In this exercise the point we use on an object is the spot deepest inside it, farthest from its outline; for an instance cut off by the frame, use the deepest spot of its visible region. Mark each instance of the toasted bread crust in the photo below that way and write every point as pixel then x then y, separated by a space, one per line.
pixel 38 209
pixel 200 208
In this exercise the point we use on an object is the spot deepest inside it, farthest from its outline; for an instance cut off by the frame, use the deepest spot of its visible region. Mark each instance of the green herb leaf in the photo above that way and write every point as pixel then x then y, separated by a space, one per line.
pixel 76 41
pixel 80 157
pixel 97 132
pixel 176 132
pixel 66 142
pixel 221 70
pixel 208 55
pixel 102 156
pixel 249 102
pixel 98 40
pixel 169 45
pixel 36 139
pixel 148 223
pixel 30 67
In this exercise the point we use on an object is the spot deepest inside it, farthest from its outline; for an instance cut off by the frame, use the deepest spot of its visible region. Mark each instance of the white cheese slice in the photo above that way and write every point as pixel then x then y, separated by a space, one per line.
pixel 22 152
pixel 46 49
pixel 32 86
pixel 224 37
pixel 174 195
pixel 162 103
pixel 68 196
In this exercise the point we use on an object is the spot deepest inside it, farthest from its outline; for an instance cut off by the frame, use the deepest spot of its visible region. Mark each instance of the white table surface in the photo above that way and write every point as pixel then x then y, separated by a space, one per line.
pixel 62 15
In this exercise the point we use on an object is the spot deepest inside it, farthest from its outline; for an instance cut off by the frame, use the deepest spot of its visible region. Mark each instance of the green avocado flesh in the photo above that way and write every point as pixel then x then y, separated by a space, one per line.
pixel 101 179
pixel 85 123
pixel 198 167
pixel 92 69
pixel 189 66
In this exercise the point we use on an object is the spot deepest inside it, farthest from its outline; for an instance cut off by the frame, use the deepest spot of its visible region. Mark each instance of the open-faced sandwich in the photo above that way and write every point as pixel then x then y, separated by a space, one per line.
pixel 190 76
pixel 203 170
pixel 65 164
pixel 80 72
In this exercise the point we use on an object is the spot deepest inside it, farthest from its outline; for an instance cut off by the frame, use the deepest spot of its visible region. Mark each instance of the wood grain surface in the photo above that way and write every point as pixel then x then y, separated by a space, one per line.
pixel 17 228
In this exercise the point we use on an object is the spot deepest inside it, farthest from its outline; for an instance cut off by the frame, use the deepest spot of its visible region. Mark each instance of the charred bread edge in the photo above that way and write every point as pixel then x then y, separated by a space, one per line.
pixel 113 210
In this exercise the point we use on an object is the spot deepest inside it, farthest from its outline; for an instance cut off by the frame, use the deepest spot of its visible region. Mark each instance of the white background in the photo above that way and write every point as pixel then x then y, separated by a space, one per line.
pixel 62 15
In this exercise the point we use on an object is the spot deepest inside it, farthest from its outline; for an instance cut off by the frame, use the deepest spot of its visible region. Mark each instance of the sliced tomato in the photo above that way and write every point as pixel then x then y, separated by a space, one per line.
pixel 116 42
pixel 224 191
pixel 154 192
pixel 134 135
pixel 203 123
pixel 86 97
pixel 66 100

### Work task
Please set down the material above once more, word for word.

### Completed task
In this exercise the point we use on an object is the spot deepest inside it, farthest from its outline; for an instance cut off by the frame, use the deepest spot of its visible region. Mark each instance of the toasted bread crust in the photo below that way and write every point as pixel then x then y, separated by a space, one per line.
pixel 38 209
pixel 200 208
In this exercise the point we use on an object is the spot deepest inside it, farthest from its outline; for an instance cut off by the frame, use the deepest spot of its visible region. Mark each instance of the green herb leaf in the photo above that way and write every point as pixel then x then y, separated by a space, one per line.
pixel 76 41
pixel 80 157
pixel 97 132
pixel 176 132
pixel 66 142
pixel 221 70
pixel 208 55
pixel 102 156
pixel 249 102
pixel 98 40
pixel 169 45
pixel 36 139
pixel 148 223
pixel 30 67
In this exercise the point we use on an object is the spot deepest inside it, farthest from its outline; for an instance cut off by the frame, use the deepest spot of its visible region. Mark each instance of the white cheese slice in the photo above that way and write every point as pixel then x then y, separated by a space, one per line.
pixel 22 152
pixel 46 49
pixel 32 86
pixel 224 37
pixel 174 195
pixel 162 103
pixel 68 196
In this exercise the point we use on an object is the spot deepest inside it, farthest from its outline; for an instance cut off by the frame, use the deepest spot of its visible region. Mark each instance of the white table surface in the photo above that way and write every point as pixel then x then y, separated by a space, one per line.
pixel 62 15
In this exercise the point we use on an object is the spot deepest inside it, farthest from its outline; for an instance cut off by the frame, use the deepest spot of its visible region. Mark each instance of the green avocado flesh in the photo above that way and write every point as pixel then x then y, separated by a space, one per line.
pixel 101 179
pixel 85 123
pixel 198 167
pixel 92 69
pixel 189 66
In this exercise the point we use on an object is the spot deepest inside it, farthest from its outline; for an instance cut off by the frame, use the deepest spot of its visible region. Mark each instance of the open-faced sandwich in the photo above that way and write every point as pixel then x then y, separated by a space, one per line.
pixel 190 76
pixel 203 170
pixel 65 164
pixel 80 72
In this exercise the point we use on an object is the spot deepest inside it, farthest from its outline; for an instance cut off by the frame, use the deepest spot of its visible region. Mark each instance of the wood grain surface in the photo above that way and write every point as pixel then x then y, separated by a space, one per line.
pixel 17 228
In this exercise the point we use on an object is the spot deepest inside it, farthest from its outline; for an instance cut off by the frame, use the deepest spot of its visible region. Mark each instance of the charred bread edge in the photo above that way and write every point as pixel then x then y, separated by a space, one per line.
pixel 113 210
In this exercise the point we use on an object is the spot deepest inside it, farthest from its outline; for an instance cut off by the frame, use the deepest spot of its visible region. Mark each instance of the white background in the photo above that way and write every point as pixel then x then y, separated by a space, one per line.
pixel 62 15
In this exercise the point we use on an object is the spot deepest inside it, farthest from its outline; for an instance cut off by the frame, use the deepest spot of its visible region. Mark each instance of the sliced tomato in the photo above that way and write every point as pixel then x then y, separated by a space, one per line.
pixel 116 42
pixel 224 191
pixel 154 192
pixel 134 135
pixel 203 123
pixel 86 97
pixel 66 100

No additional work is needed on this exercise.